• What this exercise asks
1. The passage below on good teachers describes a study. List every outcome that the study says a single effective teacher in grades 4 to 8 can impact.
2. Pull out each line of the entries below that contains the string "grille".

• Document passage
┄┄┄┄┄┄┄┄┄┄┄┄┄┄┄┄┄┄┄┄
Not enough Milk Duds or popcorn in the world to watch this one.

Good teachers make a difference.  

There’s now more proof of the benefits according to a new study of 2.5 million elementary and middle school students tracked over 20 years.  Economists at Harvard and Columbia found evidence that having an effective teacher, a single good teacher, in grades 4 to 8 can impact college matriculation, lifetime earnings and also teen pregnancy.  Pretty impressive.

So what is good teaching anyhow?  Good test scores.  Period.   

At least in this study conducted on behalf of the National Bureau of Economic Research.  In economic parlance, good teachers are “value-added” – meaning, they raise student test scores.  Here’s the formal definition given by the researchers in the paper:

A teacher’s “value-added” is defined as the average test-score gain for his or her students, adjusted for differences across classrooms in student characteristics (such as their previous scores). 

In other words it’s a term you may be well-advised to forget before the next parent-teacher conference.

First the economists figured out if differences in test scores gains across teachers could actually be attributed to the teachers and not something hinky about the students like the selection of certain students into classrooms.  You know, the-Mrs.-Favorite-Teacher-gets-the-best-students theory.   Despite popular opinion about certain teachers getting certain students (mouth shut, sitting on hands) the researchers report that yes, teachers who show test score gains – as determined by their stupefyingly complex mathematical model – can claim bragging rights if not higher pay checks.* 

Now all these fresh results are very encouraging if your child should be lucky enough to have a value-added educational experience.  Just how lucky? Don’t start imagining Harvard just yet.  Turns out the effect of any one teacher remains rather slight**.
┄┄┄┄┄┄┄┄┄┄┄┄┄┄┄┄┄┄┄┄
• Provided entries
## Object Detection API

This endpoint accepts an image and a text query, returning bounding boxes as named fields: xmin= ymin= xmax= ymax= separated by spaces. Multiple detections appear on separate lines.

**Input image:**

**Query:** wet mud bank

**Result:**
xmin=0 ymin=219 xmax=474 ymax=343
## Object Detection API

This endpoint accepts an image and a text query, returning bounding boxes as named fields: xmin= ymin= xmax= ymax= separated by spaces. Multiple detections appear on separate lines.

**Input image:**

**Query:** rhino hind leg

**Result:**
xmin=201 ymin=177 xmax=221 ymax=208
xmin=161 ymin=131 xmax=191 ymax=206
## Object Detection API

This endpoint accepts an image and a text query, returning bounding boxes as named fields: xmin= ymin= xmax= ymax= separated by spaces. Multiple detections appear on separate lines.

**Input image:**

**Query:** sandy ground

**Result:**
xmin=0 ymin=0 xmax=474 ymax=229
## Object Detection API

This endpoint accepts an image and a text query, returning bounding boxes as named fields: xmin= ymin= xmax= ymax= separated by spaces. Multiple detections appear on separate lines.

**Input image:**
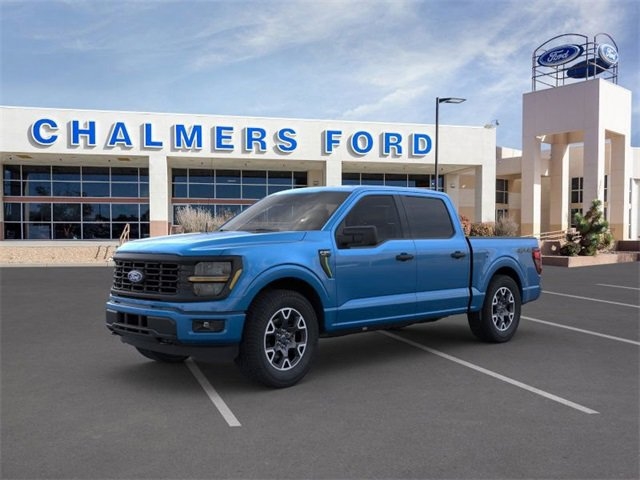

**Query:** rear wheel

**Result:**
xmin=467 ymin=275 xmax=522 ymax=343
xmin=237 ymin=290 xmax=318 ymax=388
xmin=136 ymin=347 xmax=189 ymax=363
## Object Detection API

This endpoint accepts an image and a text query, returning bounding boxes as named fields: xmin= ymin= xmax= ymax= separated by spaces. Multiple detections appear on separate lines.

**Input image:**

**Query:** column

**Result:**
xmin=608 ymin=135 xmax=637 ymax=240
xmin=582 ymin=123 xmax=605 ymax=213
xmin=520 ymin=135 xmax=542 ymax=236
xmin=149 ymin=154 xmax=169 ymax=237
xmin=324 ymin=158 xmax=342 ymax=187
xmin=474 ymin=160 xmax=496 ymax=222
xmin=549 ymin=139 xmax=569 ymax=232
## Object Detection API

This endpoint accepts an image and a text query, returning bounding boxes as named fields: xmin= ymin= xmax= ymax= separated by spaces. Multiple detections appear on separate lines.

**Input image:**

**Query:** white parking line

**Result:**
xmin=520 ymin=316 xmax=640 ymax=346
xmin=379 ymin=330 xmax=599 ymax=415
xmin=596 ymin=283 xmax=640 ymax=290
xmin=542 ymin=290 xmax=640 ymax=309
xmin=185 ymin=358 xmax=242 ymax=427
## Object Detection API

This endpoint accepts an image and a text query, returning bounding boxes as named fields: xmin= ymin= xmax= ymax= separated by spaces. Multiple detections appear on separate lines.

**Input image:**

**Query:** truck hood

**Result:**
xmin=116 ymin=232 xmax=307 ymax=256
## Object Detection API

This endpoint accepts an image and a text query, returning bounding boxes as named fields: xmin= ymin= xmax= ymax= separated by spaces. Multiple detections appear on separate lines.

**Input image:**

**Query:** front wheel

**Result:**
xmin=237 ymin=290 xmax=318 ymax=388
xmin=467 ymin=275 xmax=522 ymax=343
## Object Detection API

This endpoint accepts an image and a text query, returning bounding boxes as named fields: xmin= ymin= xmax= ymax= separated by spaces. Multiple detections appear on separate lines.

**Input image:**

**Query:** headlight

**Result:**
xmin=188 ymin=262 xmax=237 ymax=297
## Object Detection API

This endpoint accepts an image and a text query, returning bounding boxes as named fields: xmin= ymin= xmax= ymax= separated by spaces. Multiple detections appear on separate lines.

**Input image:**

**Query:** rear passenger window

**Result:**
xmin=402 ymin=196 xmax=454 ymax=238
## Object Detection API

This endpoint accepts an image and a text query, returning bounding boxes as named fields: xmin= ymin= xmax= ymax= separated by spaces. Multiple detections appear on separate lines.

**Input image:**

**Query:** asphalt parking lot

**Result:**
xmin=0 ymin=263 xmax=640 ymax=479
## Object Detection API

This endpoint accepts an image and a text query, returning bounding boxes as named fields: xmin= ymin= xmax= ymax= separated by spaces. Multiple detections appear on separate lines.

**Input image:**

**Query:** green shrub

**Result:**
xmin=458 ymin=215 xmax=471 ymax=237
xmin=176 ymin=205 xmax=233 ymax=233
xmin=495 ymin=217 xmax=519 ymax=237
xmin=469 ymin=222 xmax=496 ymax=237
xmin=560 ymin=199 xmax=613 ymax=256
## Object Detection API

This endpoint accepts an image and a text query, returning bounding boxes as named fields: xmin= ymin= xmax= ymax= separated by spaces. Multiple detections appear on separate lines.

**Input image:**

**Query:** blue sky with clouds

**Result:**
xmin=0 ymin=0 xmax=640 ymax=148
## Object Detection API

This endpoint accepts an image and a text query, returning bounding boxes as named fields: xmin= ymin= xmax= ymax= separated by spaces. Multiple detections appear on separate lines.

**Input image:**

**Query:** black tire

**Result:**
xmin=237 ymin=290 xmax=318 ymax=388
xmin=467 ymin=275 xmax=522 ymax=343
xmin=136 ymin=347 xmax=189 ymax=363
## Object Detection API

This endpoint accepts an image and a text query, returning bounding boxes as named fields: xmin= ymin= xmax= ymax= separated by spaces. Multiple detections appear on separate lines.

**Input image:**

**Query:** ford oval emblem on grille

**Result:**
xmin=127 ymin=270 xmax=144 ymax=283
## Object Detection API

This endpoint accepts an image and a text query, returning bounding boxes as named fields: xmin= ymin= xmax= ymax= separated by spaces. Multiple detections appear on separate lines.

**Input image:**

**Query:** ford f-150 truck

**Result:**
xmin=106 ymin=186 xmax=542 ymax=387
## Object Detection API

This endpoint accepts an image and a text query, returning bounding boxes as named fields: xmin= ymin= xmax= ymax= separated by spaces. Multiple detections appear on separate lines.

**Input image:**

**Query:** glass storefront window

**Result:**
xmin=53 ymin=223 xmax=82 ymax=240
xmin=22 ymin=165 xmax=51 ymax=180
xmin=25 ymin=203 xmax=51 ymax=222
xmin=171 ymin=168 xmax=189 ymax=183
xmin=384 ymin=173 xmax=407 ymax=187
xmin=26 ymin=180 xmax=51 ymax=197
xmin=82 ymin=223 xmax=111 ymax=239
xmin=24 ymin=223 xmax=51 ymax=240
xmin=82 ymin=183 xmax=110 ymax=197
xmin=2 ymin=165 xmax=22 ymax=180
xmin=189 ymin=168 xmax=215 ymax=183
xmin=51 ymin=166 xmax=80 ymax=182
xmin=82 ymin=203 xmax=111 ymax=222
xmin=3 ymin=203 xmax=22 ymax=222
xmin=111 ymin=167 xmax=138 ymax=182
xmin=53 ymin=203 xmax=81 ymax=222
xmin=268 ymin=170 xmax=293 ymax=187
xmin=82 ymin=167 xmax=109 ymax=182
xmin=3 ymin=180 xmax=22 ymax=197
xmin=4 ymin=223 xmax=22 ymax=240
xmin=242 ymin=185 xmax=267 ymax=200
xmin=218 ymin=185 xmax=241 ymax=198
xmin=189 ymin=183 xmax=215 ymax=198
xmin=216 ymin=170 xmax=240 ymax=184
xmin=111 ymin=203 xmax=140 ymax=222
xmin=171 ymin=183 xmax=189 ymax=198
xmin=111 ymin=182 xmax=138 ymax=198
xmin=242 ymin=170 xmax=267 ymax=185
xmin=52 ymin=182 xmax=82 ymax=197
xmin=362 ymin=173 xmax=384 ymax=185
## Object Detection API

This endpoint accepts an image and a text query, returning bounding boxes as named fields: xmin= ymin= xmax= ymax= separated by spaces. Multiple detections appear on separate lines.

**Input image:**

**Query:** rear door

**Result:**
xmin=401 ymin=195 xmax=471 ymax=317
xmin=335 ymin=194 xmax=416 ymax=328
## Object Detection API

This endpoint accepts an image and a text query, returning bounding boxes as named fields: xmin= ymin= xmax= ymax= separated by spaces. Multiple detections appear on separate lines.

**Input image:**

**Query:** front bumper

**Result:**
xmin=106 ymin=297 xmax=245 ymax=360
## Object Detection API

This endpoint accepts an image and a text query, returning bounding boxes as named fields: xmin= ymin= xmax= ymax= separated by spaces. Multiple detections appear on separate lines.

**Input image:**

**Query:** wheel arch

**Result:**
xmin=249 ymin=277 xmax=325 ymax=333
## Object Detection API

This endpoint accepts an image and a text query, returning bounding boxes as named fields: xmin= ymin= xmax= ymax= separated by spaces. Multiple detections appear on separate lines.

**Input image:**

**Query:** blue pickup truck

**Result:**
xmin=106 ymin=186 xmax=542 ymax=387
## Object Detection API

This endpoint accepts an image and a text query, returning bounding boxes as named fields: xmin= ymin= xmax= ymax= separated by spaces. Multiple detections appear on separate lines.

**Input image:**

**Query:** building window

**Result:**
xmin=342 ymin=173 xmax=444 ymax=192
xmin=569 ymin=208 xmax=582 ymax=228
xmin=571 ymin=177 xmax=583 ymax=203
xmin=171 ymin=168 xmax=308 ymax=222
xmin=496 ymin=178 xmax=509 ymax=205
xmin=2 ymin=165 xmax=149 ymax=240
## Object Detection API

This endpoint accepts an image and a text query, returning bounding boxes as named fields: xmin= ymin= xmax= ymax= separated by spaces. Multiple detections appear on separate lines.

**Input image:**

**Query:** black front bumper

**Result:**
xmin=106 ymin=310 xmax=239 ymax=362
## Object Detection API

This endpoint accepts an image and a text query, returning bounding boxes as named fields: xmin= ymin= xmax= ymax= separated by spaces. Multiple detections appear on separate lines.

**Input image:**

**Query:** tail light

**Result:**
xmin=531 ymin=247 xmax=542 ymax=275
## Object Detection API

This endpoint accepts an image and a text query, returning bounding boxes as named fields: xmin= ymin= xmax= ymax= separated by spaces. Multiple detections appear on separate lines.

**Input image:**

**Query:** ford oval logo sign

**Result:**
xmin=538 ymin=45 xmax=584 ymax=67
xmin=598 ymin=43 xmax=618 ymax=68
xmin=127 ymin=270 xmax=144 ymax=283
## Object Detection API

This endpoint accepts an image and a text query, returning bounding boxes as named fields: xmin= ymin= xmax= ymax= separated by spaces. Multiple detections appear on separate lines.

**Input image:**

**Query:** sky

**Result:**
xmin=0 ymin=0 xmax=640 ymax=149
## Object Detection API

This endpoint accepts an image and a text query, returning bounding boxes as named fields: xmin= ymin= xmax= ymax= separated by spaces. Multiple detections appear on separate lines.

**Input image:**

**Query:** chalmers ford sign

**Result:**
xmin=29 ymin=118 xmax=433 ymax=157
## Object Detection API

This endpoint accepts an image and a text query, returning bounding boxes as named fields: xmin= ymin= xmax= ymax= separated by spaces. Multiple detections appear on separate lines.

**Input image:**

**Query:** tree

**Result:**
xmin=560 ymin=199 xmax=613 ymax=256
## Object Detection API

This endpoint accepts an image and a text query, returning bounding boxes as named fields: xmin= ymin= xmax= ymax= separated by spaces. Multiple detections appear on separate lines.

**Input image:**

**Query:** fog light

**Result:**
xmin=193 ymin=320 xmax=224 ymax=333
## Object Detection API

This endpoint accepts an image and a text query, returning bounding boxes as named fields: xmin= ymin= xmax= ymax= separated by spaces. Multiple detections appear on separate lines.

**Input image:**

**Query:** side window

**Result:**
xmin=402 ymin=196 xmax=454 ymax=238
xmin=336 ymin=195 xmax=402 ymax=248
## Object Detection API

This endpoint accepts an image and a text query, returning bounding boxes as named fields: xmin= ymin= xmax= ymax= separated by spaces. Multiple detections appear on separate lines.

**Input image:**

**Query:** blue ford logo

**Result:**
xmin=127 ymin=270 xmax=144 ymax=283
xmin=598 ymin=43 xmax=618 ymax=68
xmin=538 ymin=45 xmax=584 ymax=67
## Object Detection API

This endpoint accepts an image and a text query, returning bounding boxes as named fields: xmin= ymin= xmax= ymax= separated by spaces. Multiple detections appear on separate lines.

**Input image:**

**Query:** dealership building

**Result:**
xmin=0 ymin=37 xmax=640 ymax=241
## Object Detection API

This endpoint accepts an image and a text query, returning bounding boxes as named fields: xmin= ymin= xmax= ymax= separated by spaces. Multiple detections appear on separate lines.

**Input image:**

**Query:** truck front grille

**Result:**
xmin=113 ymin=259 xmax=182 ymax=295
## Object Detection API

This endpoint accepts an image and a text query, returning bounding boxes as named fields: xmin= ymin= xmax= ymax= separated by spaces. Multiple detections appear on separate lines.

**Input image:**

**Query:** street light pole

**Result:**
xmin=434 ymin=97 xmax=467 ymax=191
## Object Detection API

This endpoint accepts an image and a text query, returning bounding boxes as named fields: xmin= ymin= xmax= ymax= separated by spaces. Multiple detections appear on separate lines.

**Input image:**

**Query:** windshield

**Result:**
xmin=220 ymin=191 xmax=349 ymax=232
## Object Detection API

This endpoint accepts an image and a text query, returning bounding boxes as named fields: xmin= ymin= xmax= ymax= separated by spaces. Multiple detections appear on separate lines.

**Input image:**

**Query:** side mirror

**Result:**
xmin=336 ymin=225 xmax=378 ymax=248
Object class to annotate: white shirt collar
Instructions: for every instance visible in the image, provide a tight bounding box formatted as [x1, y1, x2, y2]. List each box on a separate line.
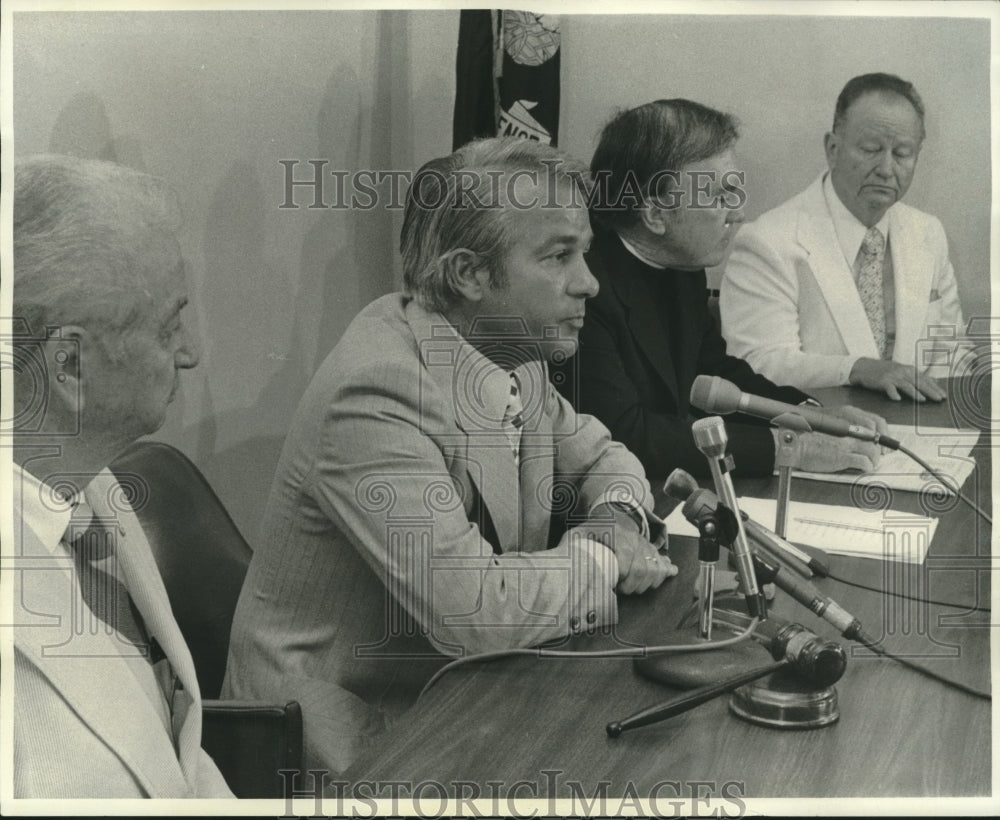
[12, 464, 93, 550]
[823, 171, 892, 270]
[618, 234, 667, 270]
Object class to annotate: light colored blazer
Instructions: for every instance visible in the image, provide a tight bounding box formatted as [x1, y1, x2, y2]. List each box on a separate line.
[5, 470, 233, 798]
[223, 294, 651, 772]
[719, 176, 963, 389]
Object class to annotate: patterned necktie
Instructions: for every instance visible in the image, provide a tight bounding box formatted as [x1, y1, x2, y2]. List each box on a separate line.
[64, 504, 149, 657]
[500, 373, 524, 466]
[858, 227, 886, 358]
[63, 502, 177, 738]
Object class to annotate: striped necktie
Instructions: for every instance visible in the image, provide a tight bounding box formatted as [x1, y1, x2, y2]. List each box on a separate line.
[500, 373, 524, 466]
[858, 226, 886, 358]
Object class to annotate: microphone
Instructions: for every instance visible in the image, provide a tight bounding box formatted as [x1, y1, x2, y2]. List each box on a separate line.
[664, 470, 872, 645]
[691, 416, 767, 620]
[663, 467, 830, 578]
[691, 375, 899, 450]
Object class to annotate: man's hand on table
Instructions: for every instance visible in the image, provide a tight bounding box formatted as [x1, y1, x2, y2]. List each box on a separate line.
[848, 357, 948, 402]
[571, 505, 679, 595]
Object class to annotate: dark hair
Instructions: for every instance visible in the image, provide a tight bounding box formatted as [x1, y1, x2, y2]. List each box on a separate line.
[833, 72, 924, 135]
[590, 99, 739, 234]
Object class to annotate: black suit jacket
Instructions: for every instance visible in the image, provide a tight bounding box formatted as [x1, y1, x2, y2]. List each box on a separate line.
[553, 229, 809, 478]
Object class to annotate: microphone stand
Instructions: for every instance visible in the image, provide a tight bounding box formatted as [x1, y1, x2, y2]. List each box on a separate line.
[771, 413, 812, 538]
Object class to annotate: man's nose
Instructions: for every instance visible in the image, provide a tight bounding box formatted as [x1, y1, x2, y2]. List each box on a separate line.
[875, 150, 895, 177]
[569, 257, 601, 299]
[174, 328, 201, 370]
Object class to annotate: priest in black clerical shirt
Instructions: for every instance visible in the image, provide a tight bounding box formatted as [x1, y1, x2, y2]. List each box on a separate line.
[553, 100, 884, 477]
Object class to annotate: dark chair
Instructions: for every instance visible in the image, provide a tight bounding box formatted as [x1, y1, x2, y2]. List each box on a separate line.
[111, 442, 302, 797]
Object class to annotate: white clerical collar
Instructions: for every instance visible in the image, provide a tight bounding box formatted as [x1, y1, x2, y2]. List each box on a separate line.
[618, 234, 667, 270]
[823, 171, 892, 268]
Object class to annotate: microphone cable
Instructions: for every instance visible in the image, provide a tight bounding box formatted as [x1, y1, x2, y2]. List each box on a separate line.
[892, 444, 993, 526]
[417, 618, 759, 701]
[856, 632, 993, 702]
[826, 572, 991, 613]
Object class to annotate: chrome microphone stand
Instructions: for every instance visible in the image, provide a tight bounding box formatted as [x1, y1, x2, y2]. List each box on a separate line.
[771, 413, 812, 538]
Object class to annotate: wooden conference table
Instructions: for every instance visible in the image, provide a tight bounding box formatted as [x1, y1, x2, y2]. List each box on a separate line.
[344, 379, 993, 809]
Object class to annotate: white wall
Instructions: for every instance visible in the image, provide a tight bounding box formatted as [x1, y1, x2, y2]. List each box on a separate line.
[13, 10, 990, 537]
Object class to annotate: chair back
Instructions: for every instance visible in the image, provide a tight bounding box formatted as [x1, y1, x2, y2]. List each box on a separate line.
[111, 441, 252, 699]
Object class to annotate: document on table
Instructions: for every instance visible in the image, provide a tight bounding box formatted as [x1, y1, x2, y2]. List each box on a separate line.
[780, 424, 979, 495]
[667, 498, 938, 564]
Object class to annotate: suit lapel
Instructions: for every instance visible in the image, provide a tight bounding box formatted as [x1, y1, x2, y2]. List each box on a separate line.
[889, 207, 934, 364]
[797, 177, 879, 359]
[14, 496, 193, 796]
[86, 470, 201, 784]
[605, 235, 682, 406]
[406, 300, 521, 552]
[516, 362, 553, 551]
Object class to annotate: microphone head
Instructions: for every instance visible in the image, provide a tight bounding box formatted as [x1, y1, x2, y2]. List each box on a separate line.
[663, 467, 698, 501]
[690, 375, 743, 413]
[681, 489, 719, 527]
[691, 416, 729, 458]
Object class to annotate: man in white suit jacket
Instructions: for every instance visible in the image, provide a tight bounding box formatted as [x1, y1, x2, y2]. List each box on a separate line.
[2, 152, 232, 798]
[719, 74, 963, 401]
[223, 139, 676, 772]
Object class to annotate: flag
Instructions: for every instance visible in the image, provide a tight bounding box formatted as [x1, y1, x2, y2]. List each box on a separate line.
[452, 10, 560, 149]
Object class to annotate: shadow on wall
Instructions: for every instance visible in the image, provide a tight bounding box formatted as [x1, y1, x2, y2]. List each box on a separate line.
[196, 41, 395, 543]
[49, 94, 148, 171]
[36, 17, 412, 543]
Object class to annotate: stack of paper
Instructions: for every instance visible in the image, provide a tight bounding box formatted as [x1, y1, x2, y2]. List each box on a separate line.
[667, 498, 938, 564]
[793, 424, 979, 495]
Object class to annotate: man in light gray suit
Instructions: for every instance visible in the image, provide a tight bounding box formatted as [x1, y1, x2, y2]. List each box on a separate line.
[224, 139, 676, 772]
[7, 156, 232, 798]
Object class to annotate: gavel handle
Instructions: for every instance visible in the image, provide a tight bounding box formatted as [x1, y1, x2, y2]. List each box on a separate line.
[605, 661, 788, 737]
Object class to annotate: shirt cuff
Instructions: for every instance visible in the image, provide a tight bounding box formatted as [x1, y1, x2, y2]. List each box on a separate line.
[590, 489, 667, 546]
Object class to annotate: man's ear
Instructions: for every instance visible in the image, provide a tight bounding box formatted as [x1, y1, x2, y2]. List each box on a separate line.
[42, 325, 88, 418]
[823, 131, 840, 170]
[446, 248, 490, 302]
[638, 202, 673, 236]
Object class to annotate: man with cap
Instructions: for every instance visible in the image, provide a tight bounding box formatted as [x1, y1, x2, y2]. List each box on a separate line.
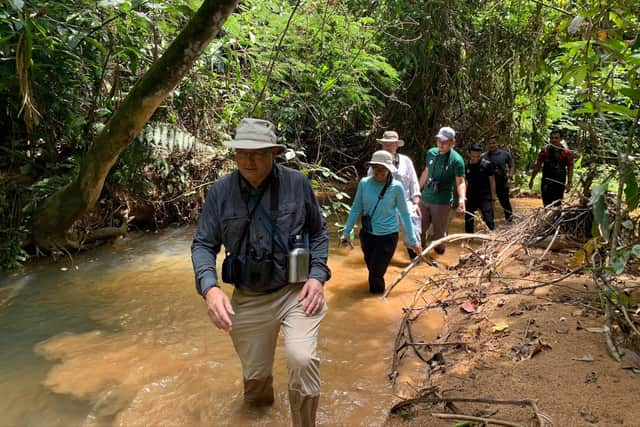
[340, 150, 422, 294]
[529, 129, 573, 206]
[191, 118, 331, 426]
[420, 126, 466, 254]
[464, 144, 498, 233]
[368, 130, 421, 259]
[482, 135, 516, 222]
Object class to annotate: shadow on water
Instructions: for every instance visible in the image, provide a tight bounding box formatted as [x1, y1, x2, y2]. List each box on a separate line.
[0, 221, 456, 427]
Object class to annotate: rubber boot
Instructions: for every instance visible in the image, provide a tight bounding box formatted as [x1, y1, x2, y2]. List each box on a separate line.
[289, 389, 320, 427]
[244, 375, 273, 406]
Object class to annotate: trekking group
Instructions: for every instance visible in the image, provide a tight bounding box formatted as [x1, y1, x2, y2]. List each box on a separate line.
[191, 118, 573, 426]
┄┄┄┄┄┄┄┄┄┄┄┄┄┄┄┄┄┄┄┄
• The answers
1.
- College matriculation
- Lifetime earnings
- Teen pregnancy

2.
**Query:** ford oval emblem on grille
**Query:** truck front grille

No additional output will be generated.